▶ [Supplied data]:
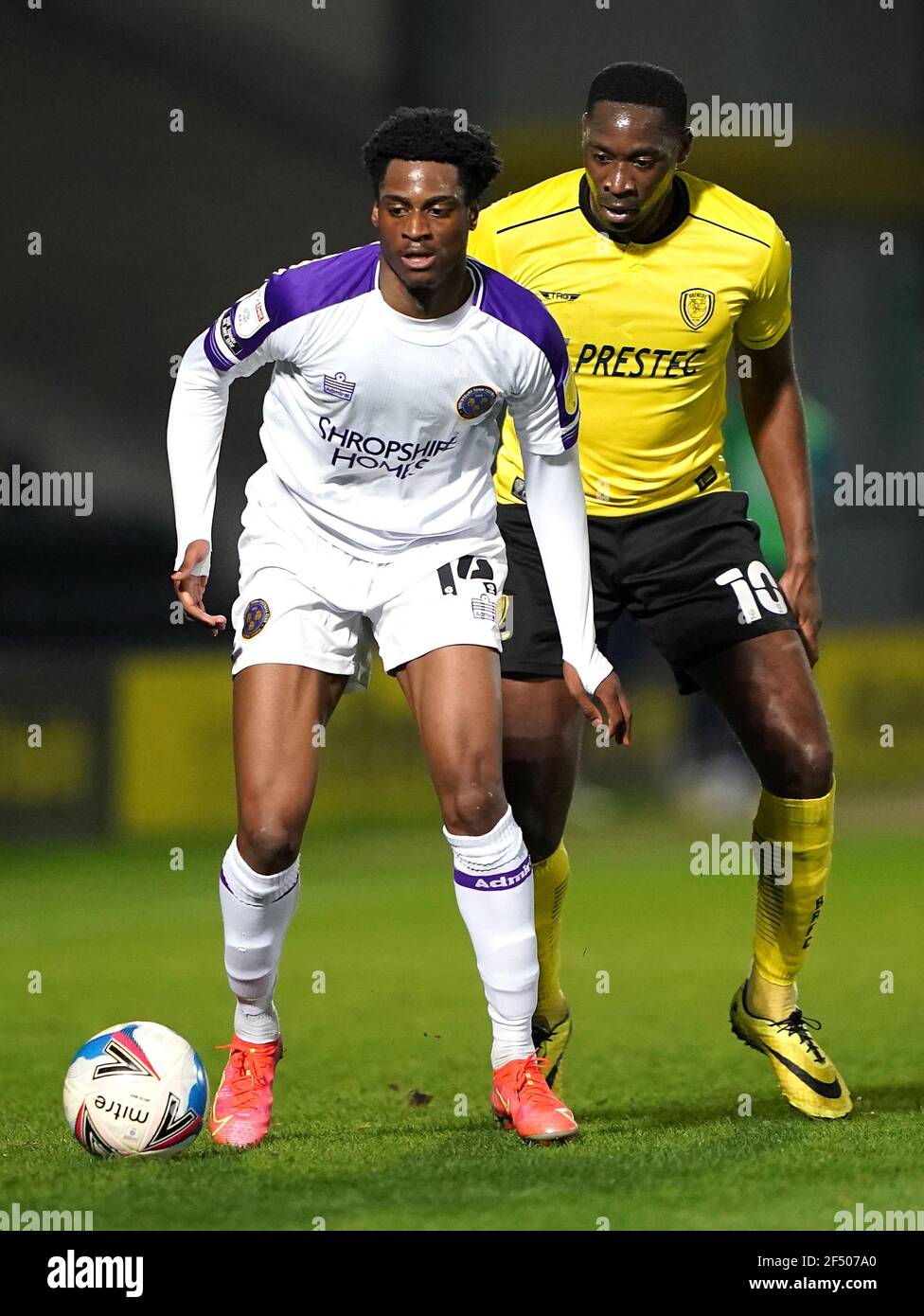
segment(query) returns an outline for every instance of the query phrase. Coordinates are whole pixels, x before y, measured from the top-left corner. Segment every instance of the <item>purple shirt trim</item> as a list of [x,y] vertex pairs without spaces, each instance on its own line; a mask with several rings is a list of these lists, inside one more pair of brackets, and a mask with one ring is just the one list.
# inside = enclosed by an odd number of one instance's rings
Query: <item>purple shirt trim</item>
[[[266,324],[250,338],[237,341],[234,336],[234,313],[238,301],[224,311],[218,318],[209,325],[205,333],[205,355],[222,374],[232,370],[234,362],[228,361],[224,353],[216,346],[224,338],[225,346],[233,353],[236,361],[245,361],[274,332],[283,325],[291,324],[300,316],[311,315],[313,311],[324,311],[340,301],[351,301],[365,292],[371,292],[375,287],[375,271],[379,263],[379,243],[370,242],[365,247],[354,247],[351,251],[341,251],[338,255],[321,257],[317,261],[307,261],[304,265],[290,266],[271,274],[266,280],[263,305],[266,307]],[[222,334],[230,336],[232,342]],[[237,343],[237,346],[234,346]]]
[[545,359],[555,383],[555,401],[558,403],[558,420],[562,426],[562,447],[571,447],[577,433],[569,432],[574,428],[578,412],[570,412],[565,405],[565,386],[567,383],[569,359],[567,345],[562,332],[545,309],[540,299],[521,283],[508,279],[499,270],[492,270],[480,261],[471,261],[482,271],[484,279],[484,292],[482,293],[480,309],[487,316],[494,316],[501,324],[509,325],[524,337],[534,342]]

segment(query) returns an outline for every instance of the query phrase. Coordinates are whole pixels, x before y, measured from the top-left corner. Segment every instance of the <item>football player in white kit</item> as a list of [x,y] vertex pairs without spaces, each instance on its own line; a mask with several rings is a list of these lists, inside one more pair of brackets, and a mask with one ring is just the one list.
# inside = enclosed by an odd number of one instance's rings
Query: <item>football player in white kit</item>
[[466,258],[500,168],[490,137],[457,132],[450,111],[401,109],[363,158],[379,241],[280,270],[233,303],[187,349],[170,409],[172,579],[187,616],[217,636],[225,617],[203,594],[228,390],[274,363],[232,609],[238,819],[218,891],[237,1009],[211,1130],[253,1146],[270,1125],[272,994],[317,779],[312,732],[369,680],[374,636],[417,721],[453,850],[492,1025],[494,1113],[521,1137],[569,1138],[574,1116],[530,1037],[533,879],[501,775],[507,562],[491,463],[509,408],[569,688],[625,742],[628,704],[594,638],[577,388],[538,299]]

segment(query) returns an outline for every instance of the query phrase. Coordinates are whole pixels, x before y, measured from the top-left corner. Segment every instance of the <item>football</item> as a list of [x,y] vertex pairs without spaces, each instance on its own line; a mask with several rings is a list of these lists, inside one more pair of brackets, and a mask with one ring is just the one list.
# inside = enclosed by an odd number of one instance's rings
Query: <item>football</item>
[[174,1155],[201,1129],[207,1105],[203,1062],[162,1024],[105,1028],[64,1078],[64,1117],[91,1155]]

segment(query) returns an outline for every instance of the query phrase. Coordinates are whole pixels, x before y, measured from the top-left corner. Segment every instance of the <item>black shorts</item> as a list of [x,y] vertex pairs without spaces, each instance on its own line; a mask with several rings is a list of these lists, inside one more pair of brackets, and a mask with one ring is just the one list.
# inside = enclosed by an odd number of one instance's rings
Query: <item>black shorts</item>
[[[505,676],[561,676],[549,587],[525,505],[500,504],[507,544]],[[633,516],[590,516],[598,645],[628,608],[674,669],[682,695],[698,690],[690,667],[729,645],[796,620],[761,554],[748,495],[720,491]],[[619,670],[619,654],[608,654]]]

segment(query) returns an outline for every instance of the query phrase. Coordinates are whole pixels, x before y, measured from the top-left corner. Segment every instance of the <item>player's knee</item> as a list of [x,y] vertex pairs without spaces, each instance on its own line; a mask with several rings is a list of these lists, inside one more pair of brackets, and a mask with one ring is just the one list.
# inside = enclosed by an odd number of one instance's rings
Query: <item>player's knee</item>
[[765,784],[783,799],[817,800],[827,795],[834,776],[834,754],[828,736],[790,744],[779,757],[773,776],[773,784]]
[[563,824],[532,809],[519,809],[515,817],[523,829],[523,840],[533,863],[541,863],[555,853],[565,833]]
[[237,844],[244,859],[257,873],[282,873],[297,859],[301,833],[282,820],[245,820],[238,828]]
[[454,836],[484,836],[507,812],[503,782],[466,782],[442,794],[442,821]]
[[803,741],[799,755],[800,799],[816,800],[827,795],[834,776],[834,751],[827,736]]

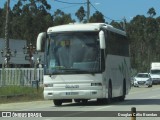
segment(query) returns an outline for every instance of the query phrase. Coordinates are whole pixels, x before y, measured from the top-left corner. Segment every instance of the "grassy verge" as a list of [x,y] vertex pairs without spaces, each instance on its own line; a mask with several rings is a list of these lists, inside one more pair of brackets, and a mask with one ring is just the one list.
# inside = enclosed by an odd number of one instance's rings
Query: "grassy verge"
[[43,100],[43,88],[24,86],[0,87],[0,103]]

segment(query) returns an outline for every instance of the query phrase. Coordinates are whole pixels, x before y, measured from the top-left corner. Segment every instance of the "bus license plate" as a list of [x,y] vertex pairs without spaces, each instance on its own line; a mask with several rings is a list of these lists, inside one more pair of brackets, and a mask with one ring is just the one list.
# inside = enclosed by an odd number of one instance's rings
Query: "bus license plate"
[[66,95],[78,95],[78,92],[66,92]]

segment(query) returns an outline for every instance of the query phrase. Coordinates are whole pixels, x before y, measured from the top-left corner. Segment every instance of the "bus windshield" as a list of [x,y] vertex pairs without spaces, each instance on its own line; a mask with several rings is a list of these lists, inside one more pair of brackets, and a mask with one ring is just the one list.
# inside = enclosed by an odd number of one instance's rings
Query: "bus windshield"
[[46,74],[100,71],[98,32],[51,33],[46,49]]

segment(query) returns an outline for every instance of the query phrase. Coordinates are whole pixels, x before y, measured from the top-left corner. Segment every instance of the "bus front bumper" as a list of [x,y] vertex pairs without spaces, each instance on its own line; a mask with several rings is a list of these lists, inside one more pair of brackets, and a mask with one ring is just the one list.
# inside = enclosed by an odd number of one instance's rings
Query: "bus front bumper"
[[68,90],[68,91],[44,91],[44,99],[96,99],[102,98],[102,90]]

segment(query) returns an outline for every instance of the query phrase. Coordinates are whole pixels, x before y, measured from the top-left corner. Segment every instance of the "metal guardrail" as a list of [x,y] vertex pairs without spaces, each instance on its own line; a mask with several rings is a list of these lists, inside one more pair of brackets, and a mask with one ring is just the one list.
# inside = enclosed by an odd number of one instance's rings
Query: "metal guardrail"
[[30,86],[33,81],[43,83],[43,68],[1,68],[0,86]]

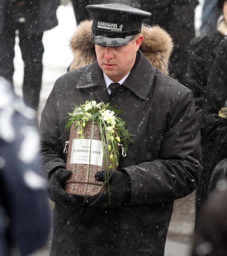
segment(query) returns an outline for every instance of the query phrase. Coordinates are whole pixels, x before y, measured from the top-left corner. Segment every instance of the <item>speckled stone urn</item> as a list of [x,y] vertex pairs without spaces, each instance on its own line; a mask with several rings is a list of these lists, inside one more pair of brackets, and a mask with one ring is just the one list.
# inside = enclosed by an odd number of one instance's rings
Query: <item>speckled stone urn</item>
[[[84,127],[83,139],[78,138],[80,136],[78,134],[79,127],[76,129],[75,127],[75,124],[72,124],[66,162],[66,169],[71,171],[72,174],[65,182],[65,189],[71,194],[83,196],[93,195],[100,193],[105,187],[103,182],[98,182],[94,177],[98,172],[106,169],[101,134],[98,126],[95,125],[90,152],[92,125],[86,125]],[[109,165],[110,163],[110,160]],[[113,168],[116,169],[116,167],[114,166]]]

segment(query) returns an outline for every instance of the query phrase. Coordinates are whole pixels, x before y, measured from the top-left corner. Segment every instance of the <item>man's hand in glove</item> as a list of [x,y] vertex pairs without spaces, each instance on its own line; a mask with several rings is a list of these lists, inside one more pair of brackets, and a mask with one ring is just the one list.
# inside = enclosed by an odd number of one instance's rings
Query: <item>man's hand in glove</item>
[[227,119],[227,108],[222,108],[218,111],[218,116],[223,119]]
[[71,172],[65,169],[60,169],[52,174],[50,179],[50,188],[51,195],[56,202],[63,204],[82,205],[84,198],[81,196],[68,193],[65,190],[65,182]]
[[[99,181],[105,181],[105,170],[97,172],[95,178]],[[109,184],[110,197],[110,205],[108,188],[101,193],[88,198],[89,204],[104,208],[113,208],[127,202],[131,194],[130,178],[127,173],[110,170]],[[107,183],[106,183],[106,186]]]

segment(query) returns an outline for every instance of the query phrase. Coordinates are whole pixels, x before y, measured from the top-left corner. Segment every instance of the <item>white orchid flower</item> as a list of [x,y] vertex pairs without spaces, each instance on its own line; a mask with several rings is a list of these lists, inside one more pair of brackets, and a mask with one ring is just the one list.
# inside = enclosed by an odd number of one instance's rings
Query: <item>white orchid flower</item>
[[72,115],[74,116],[74,115],[81,115],[83,114],[83,112],[81,109],[81,108],[78,108],[77,109],[76,109],[74,110]]
[[97,107],[96,105],[96,101],[95,100],[92,100],[92,101],[91,101],[91,106],[92,107]]
[[91,109],[92,108],[92,107],[91,106],[91,102],[89,102],[85,105],[84,107],[84,110],[85,111],[87,111],[89,109]]
[[[115,117],[113,115],[114,114],[114,112],[113,111],[110,111],[109,110],[105,110],[102,113],[102,115],[103,117],[103,120],[104,121],[106,121],[107,123],[115,125],[116,123],[114,121]],[[114,122],[113,122],[113,121]],[[112,123],[112,122],[113,122]]]
[[107,130],[111,133],[114,133],[114,131],[113,130],[113,128],[115,127],[115,126],[114,125],[111,125],[111,126],[108,126]]

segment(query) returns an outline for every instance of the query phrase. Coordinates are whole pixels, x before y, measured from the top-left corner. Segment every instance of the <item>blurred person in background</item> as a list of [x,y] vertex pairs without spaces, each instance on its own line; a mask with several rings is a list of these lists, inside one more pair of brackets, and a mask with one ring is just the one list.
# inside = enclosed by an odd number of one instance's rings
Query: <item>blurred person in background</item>
[[216,30],[217,23],[221,10],[217,6],[218,0],[204,0],[202,11],[202,24],[200,34],[213,34]]
[[44,52],[43,32],[57,25],[60,0],[0,0],[0,76],[12,84],[15,36],[24,62],[23,96],[25,103],[38,107]]
[[85,20],[91,20],[92,16],[85,8],[88,4],[98,4],[102,0],[71,0],[77,22],[77,25]]
[[[115,2],[119,2],[128,4],[134,8],[139,8],[140,0],[122,0],[116,1]],[[81,22],[85,20],[92,20],[92,16],[86,9],[88,4],[100,4],[102,3],[111,3],[115,2],[111,0],[71,0],[72,3],[74,13],[77,21],[77,25],[79,25]]]
[[[213,188],[226,173],[227,39],[221,42],[217,51],[202,102],[200,126],[204,168],[196,193],[197,216]],[[218,164],[219,167],[215,168]]]
[[188,50],[190,58],[184,84],[192,91],[196,105],[202,108],[208,77],[218,45],[227,36],[227,1],[218,0],[217,4],[223,14],[219,19],[216,31],[194,38]]
[[142,9],[151,13],[144,23],[160,26],[173,38],[174,47],[170,58],[170,75],[182,83],[189,58],[188,44],[195,36],[195,9],[198,0],[139,1]]
[[203,208],[191,256],[227,255],[227,182],[220,181]]
[[27,255],[43,246],[50,228],[46,182],[38,170],[35,111],[0,77],[0,255]]

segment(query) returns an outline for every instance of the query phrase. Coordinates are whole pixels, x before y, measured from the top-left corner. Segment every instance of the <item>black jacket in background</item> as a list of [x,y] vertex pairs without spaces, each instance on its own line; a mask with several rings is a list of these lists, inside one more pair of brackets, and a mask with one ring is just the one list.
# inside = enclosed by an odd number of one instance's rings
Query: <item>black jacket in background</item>
[[[224,39],[224,36],[217,31],[196,37],[190,42],[190,57],[184,84],[192,91],[196,105],[200,108],[218,45]],[[217,85],[215,83],[214,85]]]
[[217,48],[213,64],[202,102],[202,119],[200,123],[204,169],[196,191],[198,214],[208,195],[209,180],[217,164],[227,156],[227,120],[218,116],[218,111],[227,100],[227,40]]

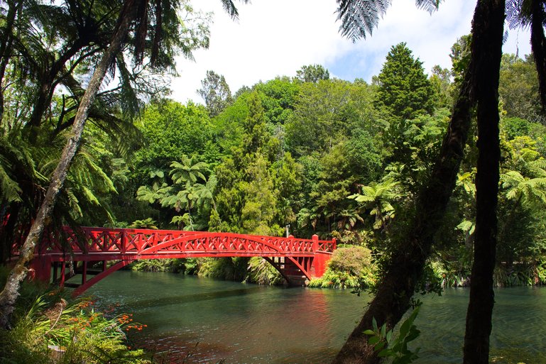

▶ [Directive]: Change "whole pixels" to "integer pixels" in the rows starting at the beginning of the rows and ending at the line containing "Query: <item>purple shirt trim</item>", and give back only those lines, otherwise unchanged. Leave the pictures out of your answer.

▶ [Written solution]:
segment(query) returns an outline for every instance of the query phrase. Coordinates are integer pixels, x before y, measured from the top-left corner. Segment every instance of the <item>purple shirt trim</item> as a list of [x,y] vertex pairs without spaces, each instance on its own line; a mask with several rings is a list of these lists, inside one more pair of brackets, and a mask with one ring is just the one list.
# inside = enclosed by an odd number of one instance's rings
Query: <item>purple shirt trim</item>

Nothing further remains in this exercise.